Document excerpt
★ ★ ★ ★
Just hours after the general election was certified, Leah Daarud took her oath of office and attended her first meeting as the newest member on the Centralia City Council on Tuesday.
She fills an at-large seat left vacant by former councilor Peter Abbarno, who left earlier this year to serve in the Legislature. The seat was temporarily filled up until this week by Councilor Mark Westley, who will formally take office in January after winning departing Councilor Sue Luond’s seat earlier this month.
An assistant planner at Lewis County Community Development and a former member of the Centralia Planning Commission, Daarud said she felt right at home Tuesday night conducting business alongside the other councilors.
“I was comfortable because of my history on the planning commission. I felt like I fit right in. Sitting there is much easier than the campaign trail,” she told The Chronicle.
Westley and Councilor-elect Sarah Althauser sat in the audience that night as the council discussed topics including property annexation, biennium budget amendments and a proposal to install a restroom facility downtown near the train depot.
“I’m very happy to have Leah come on our council. I think she’ll be bringing a different perspective, some great ideas. She’s already very busy in our community, on the planning commission, so I think she’ll be a great fit,” said Mayor Max Vogt.
Reached by phone this week, Abbarno said Daarud was a “quick study” on city issues, and he congratulated her and everyone who got elected this election cycle.
For the next two years, Daarud will represent all voters of the city in her at-large seat. Prior to working for the county, she worked for a decade in the behavioral health care field. Her goal over the length of her term is to “listen to stakeholders, to people in the community and advocate for them,” she said.
★ ★ ★ ★
Exercise set
1. In the Centralia City Council article, what job does Daarud hold at Lewis County Community Development?
2. Copy out the part of the Centralia City Council article that opens with the words containing "Reached by phone" and closes with "this election cycle.".
3. Resume the Centralia City Council article from the point where it stops.
You can ignore the data that come next; none of it is needed.

Recorded information
★ ★ ★ ★
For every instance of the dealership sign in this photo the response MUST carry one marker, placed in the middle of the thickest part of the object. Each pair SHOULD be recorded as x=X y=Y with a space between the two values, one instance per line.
★ ★ ★ ★
Solved problems
1. She is an assistant planner.

2.
Reached by phone this week, Abbarno said Daarud was a “quick study” on city issues, and he congratulated her and everyone who got elected this election cycle.

3.
Over the length of the campaign trail, Daarud said her priorities changed slightly as she listened to voters’ thoughts and perspectives while doorbelling. She touted her “constitutional, practical, responsible and compassionate” policy ideals in letters to the editor and during debates, also mentioning her priority to “advocate for fiscal responsibility” and not raise taxes.
Those ideals were put to the test Tuesday as the council voted, during a second and final reading, on a 1.6% levy increase on assessed value for Centralia property owners. Revenue generated next year from the banked tax increase will help supplement revenue lost during the pandemic that was paying off expensive firefighter pensions and LEOFF 1 medical coverage, which some years costs the city more than $400,000.
Daarud voted against the proposed increase, though it passed 5-1. Next year’s levy amount of 58.5 cents per $1,000 of assessed value on a property will still be considerably lower than other general levy rates in the area. Chehalis, for example, collects almost quadruple that amount.
“I think there’s some other areas that could possibly be explored,” Daarud said after the meeting, echoing concerns she heard from taxpayers about raising taxes.